Aim of the task:
Reproduce all of the entries below word for word, leaving the pictures out.
## START
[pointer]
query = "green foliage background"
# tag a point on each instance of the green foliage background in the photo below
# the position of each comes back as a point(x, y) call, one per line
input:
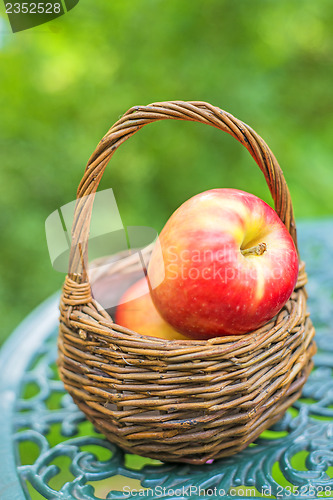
point(62, 85)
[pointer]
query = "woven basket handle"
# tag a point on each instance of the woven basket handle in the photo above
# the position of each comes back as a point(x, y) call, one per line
point(134, 120)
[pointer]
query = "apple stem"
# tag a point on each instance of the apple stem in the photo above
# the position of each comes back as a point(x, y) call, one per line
point(257, 250)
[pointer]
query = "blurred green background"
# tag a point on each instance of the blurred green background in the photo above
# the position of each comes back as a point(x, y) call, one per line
point(64, 84)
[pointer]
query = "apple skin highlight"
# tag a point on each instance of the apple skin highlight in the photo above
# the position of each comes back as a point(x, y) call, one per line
point(230, 265)
point(136, 311)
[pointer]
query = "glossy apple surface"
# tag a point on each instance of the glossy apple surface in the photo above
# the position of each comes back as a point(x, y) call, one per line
point(230, 265)
point(137, 312)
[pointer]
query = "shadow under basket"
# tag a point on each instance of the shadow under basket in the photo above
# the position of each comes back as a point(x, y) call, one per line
point(182, 400)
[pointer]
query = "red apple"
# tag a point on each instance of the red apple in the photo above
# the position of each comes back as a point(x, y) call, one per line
point(137, 312)
point(230, 265)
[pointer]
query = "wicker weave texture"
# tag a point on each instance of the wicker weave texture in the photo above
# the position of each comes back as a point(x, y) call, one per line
point(187, 401)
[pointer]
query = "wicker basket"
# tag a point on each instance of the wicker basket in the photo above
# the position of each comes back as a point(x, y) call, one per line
point(185, 401)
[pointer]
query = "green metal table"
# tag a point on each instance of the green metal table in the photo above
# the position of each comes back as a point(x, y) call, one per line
point(49, 450)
## END
Result below:
[pointer]
query = "green foliage background"
# tag a point on each instance of the green foliage background in the photo below
# the position of each comes back as a point(x, y) call, one per line
input:
point(62, 85)
[pointer]
query = "woven basket handle"
# tag a point on each instance of the woven basket handle in the photo above
# the position of each comes back as a point(x, y) call, one per line
point(134, 120)
[pointer]
query = "apple stem"
# tag a point on each instance of the apple stem in the photo above
# the position of each comes back as a point(x, y) call, one per line
point(257, 250)
[pointer]
query = "blurred green background"
# tag a point on each instance of the blurred green background in the photo above
# the position of each comes back as a point(x, y) call, one per line
point(64, 84)
[pointer]
query = "apple skin highlight"
# tag a point on each instance of the apple skin highlight in the photo above
# the position of each comes back as a point(x, y) call, one per line
point(230, 265)
point(136, 311)
[pointer]
query = "glossy apple surface"
# tag a point on each instance of the glossy apple surface in the photo above
# the position of each comes back as a point(x, y) call, one per line
point(230, 265)
point(137, 312)
[pointer]
query = "shadow under basket"
# tag a point on each instance of the shadow under basket in the photo above
# the position of each comes back as a point(x, y) call, one per line
point(182, 400)
[pointer]
query = "red apple"
# tag a point on each instance of the red apple in the photo above
# the position of each comes back as a point(x, y) call, one per line
point(137, 312)
point(230, 265)
[pointer]
query = "wicker weave texture"
# tag a point on each instance of the wicker weave texture in the photo above
# the position of each comes back as a point(x, y) call, one per line
point(187, 401)
[pointer]
query = "wicker basket"
# tag a point on each instance of the wicker basket in the photo above
# the position of each comes back as a point(x, y) call, one per line
point(185, 401)
[pointer]
query = "green metal table"
# tag a point on each instance of the green metal table in the photo above
# the position of each comes back as a point(x, y) call, one per line
point(49, 450)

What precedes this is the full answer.